--- Text shown ---
* START *

When it comes to complex characters that undergo significant changes, I notice my students struggle with identifying what motivates these characters and why they morph into better (or sometimes worse) versions of themselves. And yet, it is these very characters my students seem to identify with and connect to. As a first-year National Board candidate last year, I realized I needed to incorporate other mediums like drawing to allow my students to deepen their understanding of these very complex characters.
My PLC and I completed a Book Study for Kelly Gallagher's Deeper Reading. Within Chapter 7: Using Metaphor to Deepen Comprehension, Gallagher explains John Powers' "iceberg" metaphor. After reading this chapter, I realized I'd found a strategy I could model for my students that just might lead them into the deeper comprehension Gallagher speaks of and my students so desperately need.
Modeling the “Iceberg” Drawing
At the time I implemented the “iceberg” lesson, my students were working in Book Clubs (each group was comprised of at least three students with at least one male and one female, no two groups used the same novel). I framed my lesson by explaining that during my reading conferences, I noticed they were struggling with questions I asked about character motivations, behaviors, the reasons for their actions and why these characters were undergoing change. In a whole-class setting, I solicited a list of nouns and adjectives we could use to describe our characters and wrote these on my smartboard (I asked my students to copy these down in their Readers Journals).
Once we had a nice-sized list, I drew an “iceberg” on a new screen. I explained that characters are like real people, they’re complex beings. They may present themselves one way on the outside, but below the surface, they may be secretive, sophisticated, and the people around them might not know their struggles--sometimes the characters themselves may not recognize what’s going on below the surface. And as good readers, in order for us to have a strong understanding of these characters, we need to identify and analyze what they’re like below the surface.

* END *

--- Data ---
* START *

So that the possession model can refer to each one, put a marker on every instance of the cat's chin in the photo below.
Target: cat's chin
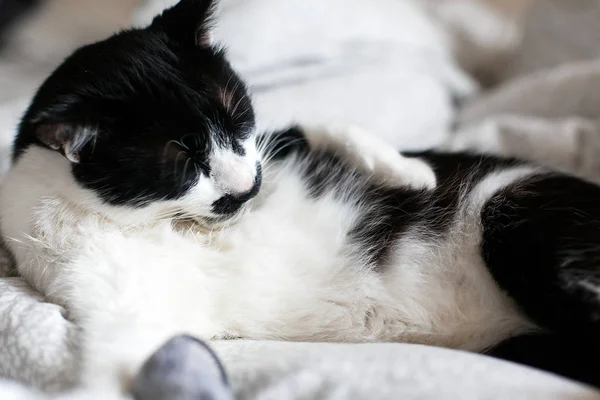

* END *

--- Requirements ---
- 1) Do these statements agree with the iceberg lesson text? Answer yes or no for each and quote the deciding words of the text.
(a) The text credits the iceberg metaphor to Kelly Gallagher himself.
(b) Each Book Club group had at least three students.
(c) Two Book Club groups were allowed to read the same novel.
- 2) List every aspect of the characters that, according to the iceberg lesson text, students struggled with when asked about it during reading conferences.
- 3) Write the next part of the iceberg lesson text, picking up after its final sentence.

--- Task-by-task answers ---
- 1)
(a) No: “Gallagher explains John Powers' "iceberg" metaphor.”
(b) Yes: “each group was comprised of at least three students”
(c) No: “no two groups used the same novel”

- 2)
- character motivations
- behaviors
- the reasons for their actions
- why these characters were undergoing change

- 3)
At the time, I was reading How the Garcia Girls Lost Their Accents by Julia Alvarez. I chose Yolanda “Yo-Yo” for my “iceberg” and wrote her name at the top of my “iceberg” drawing. Above the surface on the left side of the iceberg, I wrote: creative; on the right, I wrote: loving. Below the surface on the left, I added: insecure; on the right, devastated. I explained that Yo-Yo is creative because she is a poet and loves language, even if her English isn’t perfect. I then explained she’s loving because she loves men too quickly and they often take advantage of her, or don’t feel the same way. As for insecure, I explained that Yolanda doesn’t believe that she’s a good writer and she’s often insecure about speaking/writing in English. I explained that she’s devastated when she’s heartbroken after a break-up and, as a result, has a complete mental breakdown.
I then asked my students to draw their own “icebergs” on a new page in their Readers Journals and asked them to write one noun or adjective in each quadrant to describe what their characters were like above and below the surface. Once students finished, I had a few come up and share their “icebergs” under the document camera. These drawings served as our foundation for further metaphorical thinking.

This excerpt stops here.